» **Verilen görev**
Dinlediğimiz şarkıların bizi neden eskisi kadar etkilemediğini konu alan aşağıdaki yazıyı, son cümlesinden sonra kaldığı yerden devam ettirin.

» **Okunacak metin**

Dinlediğimiz Şarkılardan Neden Eskisi Kadar Etkilenmiyoruz?

Eskiden bir şarkıyı ilk dinlediğiniz veya bir filmi ilk izlediğiniz anları özellikle hatırlardık ancak günümüzün veri enflasyonunda bunlara ayrı ayrı değer atfetmek zorlaştı. İşte buna kafa yoran, sohbet tadında bir yazıyı paylaşıyoruz.
Dinlediğimiz Şarkılardan Neden Eskisi Kadar Etkilenmiyoruz?
iStock

müzik eskisi kadar tesir etmiyor değil mi size?

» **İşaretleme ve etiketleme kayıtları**
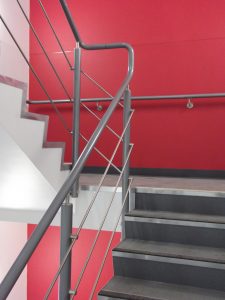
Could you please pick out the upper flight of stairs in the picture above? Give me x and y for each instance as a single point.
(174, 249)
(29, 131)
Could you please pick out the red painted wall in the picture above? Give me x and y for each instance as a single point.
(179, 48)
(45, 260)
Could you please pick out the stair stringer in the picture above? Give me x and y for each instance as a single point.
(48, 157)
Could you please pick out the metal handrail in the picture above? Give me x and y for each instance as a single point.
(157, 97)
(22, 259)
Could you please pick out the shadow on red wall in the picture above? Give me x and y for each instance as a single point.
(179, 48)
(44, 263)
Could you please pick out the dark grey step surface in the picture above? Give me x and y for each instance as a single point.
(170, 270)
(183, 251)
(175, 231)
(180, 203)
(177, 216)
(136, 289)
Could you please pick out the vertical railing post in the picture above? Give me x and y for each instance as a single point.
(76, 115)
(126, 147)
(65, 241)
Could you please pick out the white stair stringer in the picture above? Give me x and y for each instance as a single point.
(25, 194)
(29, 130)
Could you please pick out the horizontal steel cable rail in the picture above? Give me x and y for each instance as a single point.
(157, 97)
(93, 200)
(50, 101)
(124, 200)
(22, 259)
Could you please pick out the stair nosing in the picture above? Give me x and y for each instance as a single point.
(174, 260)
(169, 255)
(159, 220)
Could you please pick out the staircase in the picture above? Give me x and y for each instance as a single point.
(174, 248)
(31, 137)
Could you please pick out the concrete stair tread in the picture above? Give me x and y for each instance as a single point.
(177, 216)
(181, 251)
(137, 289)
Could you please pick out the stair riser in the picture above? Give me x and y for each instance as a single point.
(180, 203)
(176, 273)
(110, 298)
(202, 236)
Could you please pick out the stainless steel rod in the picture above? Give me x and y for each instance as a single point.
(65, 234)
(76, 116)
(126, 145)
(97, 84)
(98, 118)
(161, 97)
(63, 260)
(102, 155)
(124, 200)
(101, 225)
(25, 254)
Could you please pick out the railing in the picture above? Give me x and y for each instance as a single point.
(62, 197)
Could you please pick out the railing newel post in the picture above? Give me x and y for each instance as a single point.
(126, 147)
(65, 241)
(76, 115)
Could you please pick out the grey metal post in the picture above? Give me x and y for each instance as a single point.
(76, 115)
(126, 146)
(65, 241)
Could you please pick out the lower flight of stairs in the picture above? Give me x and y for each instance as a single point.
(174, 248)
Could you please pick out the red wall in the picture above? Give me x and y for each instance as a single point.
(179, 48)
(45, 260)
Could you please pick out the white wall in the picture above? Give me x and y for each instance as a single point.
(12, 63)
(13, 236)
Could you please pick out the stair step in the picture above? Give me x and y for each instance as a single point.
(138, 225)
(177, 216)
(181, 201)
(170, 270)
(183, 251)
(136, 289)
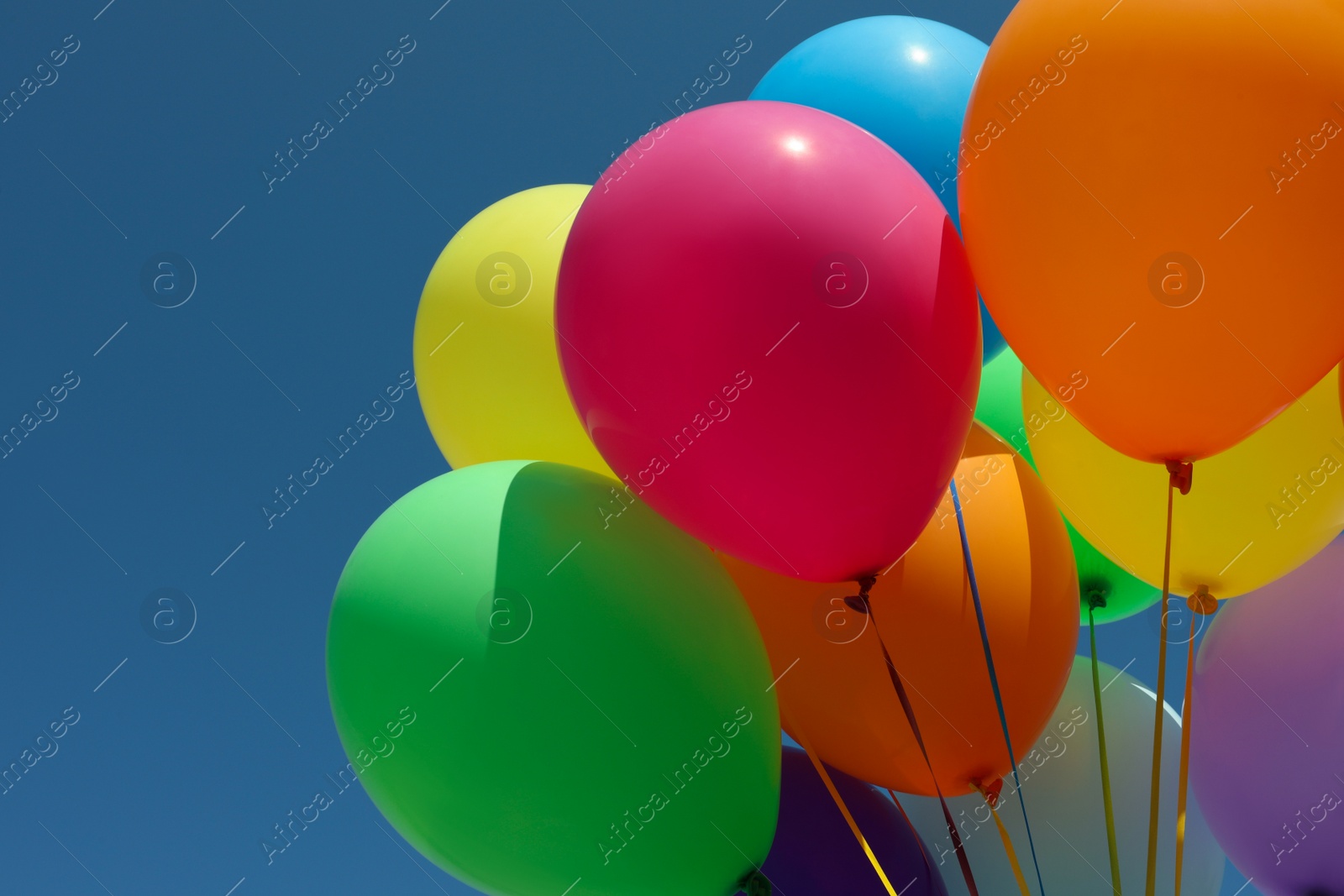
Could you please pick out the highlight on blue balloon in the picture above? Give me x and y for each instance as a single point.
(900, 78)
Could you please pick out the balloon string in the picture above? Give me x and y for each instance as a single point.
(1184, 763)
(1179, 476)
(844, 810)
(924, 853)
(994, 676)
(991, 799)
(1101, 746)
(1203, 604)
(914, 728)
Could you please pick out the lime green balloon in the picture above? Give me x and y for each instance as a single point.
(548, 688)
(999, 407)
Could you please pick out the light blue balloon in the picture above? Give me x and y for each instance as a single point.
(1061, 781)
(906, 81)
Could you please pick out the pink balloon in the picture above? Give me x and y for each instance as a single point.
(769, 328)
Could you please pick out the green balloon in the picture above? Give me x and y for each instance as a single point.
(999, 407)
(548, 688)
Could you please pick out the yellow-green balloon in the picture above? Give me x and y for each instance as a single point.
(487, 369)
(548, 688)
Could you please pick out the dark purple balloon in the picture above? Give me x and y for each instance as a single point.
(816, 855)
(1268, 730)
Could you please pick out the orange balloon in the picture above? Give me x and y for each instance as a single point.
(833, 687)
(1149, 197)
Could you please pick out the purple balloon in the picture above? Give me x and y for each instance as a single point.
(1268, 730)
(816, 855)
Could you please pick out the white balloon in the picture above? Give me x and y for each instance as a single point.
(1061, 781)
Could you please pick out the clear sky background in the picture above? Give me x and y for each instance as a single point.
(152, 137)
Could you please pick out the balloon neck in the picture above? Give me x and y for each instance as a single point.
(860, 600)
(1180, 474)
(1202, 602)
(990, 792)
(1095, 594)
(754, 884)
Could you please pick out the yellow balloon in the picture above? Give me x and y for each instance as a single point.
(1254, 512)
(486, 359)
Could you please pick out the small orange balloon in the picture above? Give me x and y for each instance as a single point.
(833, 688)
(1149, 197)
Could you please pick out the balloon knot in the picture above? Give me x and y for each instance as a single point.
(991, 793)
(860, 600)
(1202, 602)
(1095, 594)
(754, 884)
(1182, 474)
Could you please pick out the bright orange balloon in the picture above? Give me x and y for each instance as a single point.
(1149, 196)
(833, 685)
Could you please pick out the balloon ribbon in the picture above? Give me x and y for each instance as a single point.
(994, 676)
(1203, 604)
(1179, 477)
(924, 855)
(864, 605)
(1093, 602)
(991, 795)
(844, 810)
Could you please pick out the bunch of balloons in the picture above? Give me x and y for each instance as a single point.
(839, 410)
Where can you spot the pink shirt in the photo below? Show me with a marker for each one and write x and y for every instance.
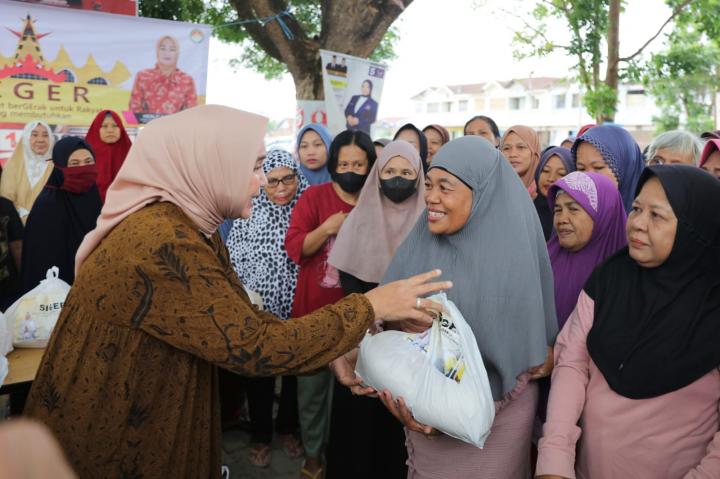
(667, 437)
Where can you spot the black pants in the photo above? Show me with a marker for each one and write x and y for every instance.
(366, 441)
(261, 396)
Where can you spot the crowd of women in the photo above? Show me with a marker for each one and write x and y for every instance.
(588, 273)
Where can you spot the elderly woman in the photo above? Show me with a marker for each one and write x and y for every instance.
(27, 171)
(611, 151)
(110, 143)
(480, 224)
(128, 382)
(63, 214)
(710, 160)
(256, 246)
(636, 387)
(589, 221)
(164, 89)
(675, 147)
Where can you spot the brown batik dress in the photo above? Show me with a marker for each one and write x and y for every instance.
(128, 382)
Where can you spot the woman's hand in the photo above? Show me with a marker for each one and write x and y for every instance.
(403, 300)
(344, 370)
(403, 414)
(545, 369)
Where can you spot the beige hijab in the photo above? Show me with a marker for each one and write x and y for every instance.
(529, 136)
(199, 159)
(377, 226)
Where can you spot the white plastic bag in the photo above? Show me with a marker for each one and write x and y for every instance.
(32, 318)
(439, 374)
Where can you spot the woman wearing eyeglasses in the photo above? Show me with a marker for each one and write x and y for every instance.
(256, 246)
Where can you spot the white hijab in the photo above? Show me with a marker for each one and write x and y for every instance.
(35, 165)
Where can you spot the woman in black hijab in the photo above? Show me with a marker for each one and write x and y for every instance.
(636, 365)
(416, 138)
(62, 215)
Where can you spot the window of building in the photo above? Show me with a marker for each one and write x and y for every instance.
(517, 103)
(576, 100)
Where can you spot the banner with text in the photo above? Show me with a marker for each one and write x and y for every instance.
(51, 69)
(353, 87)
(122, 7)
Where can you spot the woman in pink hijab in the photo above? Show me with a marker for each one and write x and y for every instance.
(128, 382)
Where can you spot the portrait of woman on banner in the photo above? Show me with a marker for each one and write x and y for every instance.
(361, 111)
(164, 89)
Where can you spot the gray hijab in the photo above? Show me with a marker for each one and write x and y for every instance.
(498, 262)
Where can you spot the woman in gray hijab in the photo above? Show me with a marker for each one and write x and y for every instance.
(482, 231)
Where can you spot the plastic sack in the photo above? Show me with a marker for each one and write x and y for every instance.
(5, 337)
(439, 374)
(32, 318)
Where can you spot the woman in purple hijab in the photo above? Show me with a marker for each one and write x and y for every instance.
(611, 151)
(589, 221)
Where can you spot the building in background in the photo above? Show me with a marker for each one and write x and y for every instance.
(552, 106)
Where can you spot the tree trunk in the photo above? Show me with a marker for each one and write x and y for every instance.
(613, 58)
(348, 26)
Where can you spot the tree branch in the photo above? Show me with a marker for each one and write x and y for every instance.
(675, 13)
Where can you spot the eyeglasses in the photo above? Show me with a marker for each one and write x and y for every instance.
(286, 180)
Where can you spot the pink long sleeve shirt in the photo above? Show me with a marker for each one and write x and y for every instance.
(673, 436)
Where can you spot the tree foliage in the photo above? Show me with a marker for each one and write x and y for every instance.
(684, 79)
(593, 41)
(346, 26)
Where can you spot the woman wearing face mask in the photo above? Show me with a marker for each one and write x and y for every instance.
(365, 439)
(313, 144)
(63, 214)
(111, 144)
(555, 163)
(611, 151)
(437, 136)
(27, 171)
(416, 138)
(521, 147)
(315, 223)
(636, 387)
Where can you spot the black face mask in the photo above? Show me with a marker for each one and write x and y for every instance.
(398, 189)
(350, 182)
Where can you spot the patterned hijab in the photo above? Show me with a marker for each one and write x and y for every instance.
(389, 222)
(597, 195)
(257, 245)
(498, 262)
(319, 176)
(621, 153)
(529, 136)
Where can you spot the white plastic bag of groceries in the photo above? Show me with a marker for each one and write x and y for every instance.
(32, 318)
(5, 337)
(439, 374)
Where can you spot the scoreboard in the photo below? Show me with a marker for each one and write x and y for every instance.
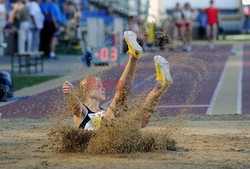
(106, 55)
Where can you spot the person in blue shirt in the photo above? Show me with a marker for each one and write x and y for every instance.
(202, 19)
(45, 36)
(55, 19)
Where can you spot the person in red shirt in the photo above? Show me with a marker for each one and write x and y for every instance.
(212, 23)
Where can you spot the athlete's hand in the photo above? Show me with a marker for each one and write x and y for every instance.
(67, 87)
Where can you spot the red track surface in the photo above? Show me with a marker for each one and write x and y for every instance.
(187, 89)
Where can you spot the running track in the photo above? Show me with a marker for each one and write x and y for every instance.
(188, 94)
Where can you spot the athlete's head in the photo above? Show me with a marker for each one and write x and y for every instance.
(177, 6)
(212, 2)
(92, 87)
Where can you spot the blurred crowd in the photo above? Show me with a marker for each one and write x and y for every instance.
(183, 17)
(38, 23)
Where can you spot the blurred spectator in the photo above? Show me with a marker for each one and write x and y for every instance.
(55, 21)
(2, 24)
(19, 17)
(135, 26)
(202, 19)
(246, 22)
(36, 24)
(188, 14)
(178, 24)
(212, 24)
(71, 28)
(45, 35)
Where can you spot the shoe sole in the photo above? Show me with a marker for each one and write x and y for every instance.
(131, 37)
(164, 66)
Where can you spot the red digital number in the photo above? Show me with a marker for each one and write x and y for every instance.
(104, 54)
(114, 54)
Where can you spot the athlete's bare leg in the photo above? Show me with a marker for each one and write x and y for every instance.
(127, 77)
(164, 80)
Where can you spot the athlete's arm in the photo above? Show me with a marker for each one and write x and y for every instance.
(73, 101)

» **Beklenen çıktı**
bazı şarkıları ilk dinlediğim zamanı ve o zaman neler hissettiğimi hiç unutamam. 14-15 yaşındaydım, bir arkadaşım teybe the beatles'in bir albümünü koymuştu. beatles ismini duymuştum ama müziklerini daha evvel dinlediğimden emin değildim. rock'n roll gibi bir şeyler duyacağımı düşünmüştüm. neyse, müzik başladı: "words are flowing out like endless..." çarpıldım. hakikaten nutkum tutuldu. gözlerim yaşardı. bir sürü şeyi bir anda hissettiğimi hatırlıyorum. "bu neydi" diye sordum. kasedi uzattı, şarkının ismine baktım. across the universe. iyice belledim. o günden sonra müziğin bendeki anlamı değişti. bu şarkı iyi midir, kötü müdür falan filan, bunun şu an benim için önemi yok. önemli olan beni etkilemesiydi.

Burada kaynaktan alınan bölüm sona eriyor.